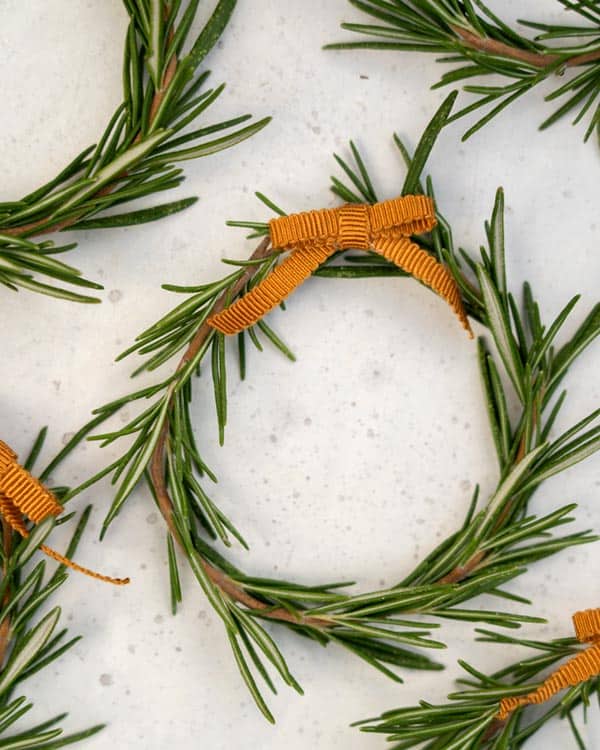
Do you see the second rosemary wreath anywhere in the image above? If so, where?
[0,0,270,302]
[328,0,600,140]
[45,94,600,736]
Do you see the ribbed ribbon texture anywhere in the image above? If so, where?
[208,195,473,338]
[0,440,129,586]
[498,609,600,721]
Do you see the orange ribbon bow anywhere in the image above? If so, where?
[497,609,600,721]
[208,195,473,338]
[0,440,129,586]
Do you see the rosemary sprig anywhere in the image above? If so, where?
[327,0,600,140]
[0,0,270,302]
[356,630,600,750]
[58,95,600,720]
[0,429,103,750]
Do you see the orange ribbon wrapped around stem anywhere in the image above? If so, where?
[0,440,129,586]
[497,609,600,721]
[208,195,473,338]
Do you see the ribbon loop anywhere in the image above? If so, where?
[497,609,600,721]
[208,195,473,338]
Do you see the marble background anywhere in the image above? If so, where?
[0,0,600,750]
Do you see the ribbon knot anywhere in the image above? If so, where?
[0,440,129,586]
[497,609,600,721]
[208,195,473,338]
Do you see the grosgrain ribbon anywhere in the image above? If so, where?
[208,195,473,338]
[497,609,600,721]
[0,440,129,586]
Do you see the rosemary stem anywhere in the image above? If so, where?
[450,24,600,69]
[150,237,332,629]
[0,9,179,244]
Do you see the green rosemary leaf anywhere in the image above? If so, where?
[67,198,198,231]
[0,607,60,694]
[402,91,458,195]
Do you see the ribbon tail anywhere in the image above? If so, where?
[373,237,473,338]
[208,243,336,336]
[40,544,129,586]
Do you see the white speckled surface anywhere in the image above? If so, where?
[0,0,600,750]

* * *

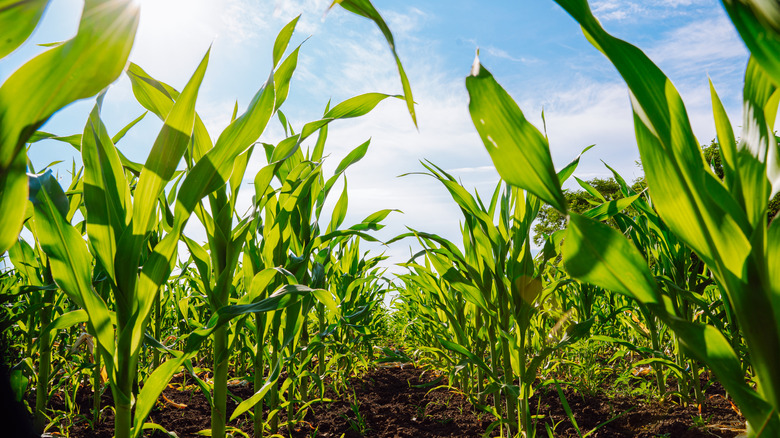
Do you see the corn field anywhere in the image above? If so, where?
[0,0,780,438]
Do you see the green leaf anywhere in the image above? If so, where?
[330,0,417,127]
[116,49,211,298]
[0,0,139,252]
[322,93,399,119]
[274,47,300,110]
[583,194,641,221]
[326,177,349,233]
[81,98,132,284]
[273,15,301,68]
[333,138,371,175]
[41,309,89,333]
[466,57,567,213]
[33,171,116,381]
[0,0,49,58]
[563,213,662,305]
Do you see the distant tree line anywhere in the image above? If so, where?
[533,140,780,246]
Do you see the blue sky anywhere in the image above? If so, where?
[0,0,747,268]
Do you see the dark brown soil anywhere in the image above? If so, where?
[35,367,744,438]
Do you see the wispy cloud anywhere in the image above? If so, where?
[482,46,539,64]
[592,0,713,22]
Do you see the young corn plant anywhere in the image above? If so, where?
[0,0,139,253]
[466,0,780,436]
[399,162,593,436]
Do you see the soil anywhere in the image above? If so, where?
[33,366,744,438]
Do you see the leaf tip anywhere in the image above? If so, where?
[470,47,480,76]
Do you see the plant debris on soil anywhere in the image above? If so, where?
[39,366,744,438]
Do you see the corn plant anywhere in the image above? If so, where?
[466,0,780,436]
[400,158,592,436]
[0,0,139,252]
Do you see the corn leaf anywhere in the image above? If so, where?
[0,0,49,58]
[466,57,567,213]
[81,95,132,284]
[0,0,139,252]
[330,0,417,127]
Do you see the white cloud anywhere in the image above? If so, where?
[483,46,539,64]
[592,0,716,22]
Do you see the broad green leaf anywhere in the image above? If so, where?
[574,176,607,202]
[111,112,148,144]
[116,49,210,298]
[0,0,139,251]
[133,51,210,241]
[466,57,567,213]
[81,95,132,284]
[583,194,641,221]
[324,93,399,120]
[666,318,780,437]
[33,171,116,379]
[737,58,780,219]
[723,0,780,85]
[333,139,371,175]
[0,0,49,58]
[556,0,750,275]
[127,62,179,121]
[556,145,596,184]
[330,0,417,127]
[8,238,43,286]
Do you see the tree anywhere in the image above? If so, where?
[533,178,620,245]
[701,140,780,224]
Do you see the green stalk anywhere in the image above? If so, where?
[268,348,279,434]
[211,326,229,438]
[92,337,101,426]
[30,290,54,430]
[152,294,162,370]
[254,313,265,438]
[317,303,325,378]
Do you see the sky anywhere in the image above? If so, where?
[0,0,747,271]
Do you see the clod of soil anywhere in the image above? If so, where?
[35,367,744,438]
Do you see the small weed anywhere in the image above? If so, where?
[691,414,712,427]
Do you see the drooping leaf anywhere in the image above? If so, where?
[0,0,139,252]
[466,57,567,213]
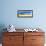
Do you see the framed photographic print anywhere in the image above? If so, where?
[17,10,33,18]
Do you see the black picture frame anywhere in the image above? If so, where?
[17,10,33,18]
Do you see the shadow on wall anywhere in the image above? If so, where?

* * *

**What you will do:** Please convert the stretch of the items that opens with the line containing "Do you see the framed" and closes with the line containing "Do you see the shadow" into a Markdown table with columns headed Row and Content. Give each line its row number, and skip any blank lines.

**Full answer:**
| Row | Content |
|---|---|
| 1 | Do you see the framed photographic print anywhere in the image above? If so, where? |
| 2 | [17,10,33,18] |
| 3 | Do you see the black picture frame anywhere in the image above? If so, where? |
| 4 | [17,10,33,18] |
| 5 | Do you see the shadow on wall anywhere in the image above? If so, where? |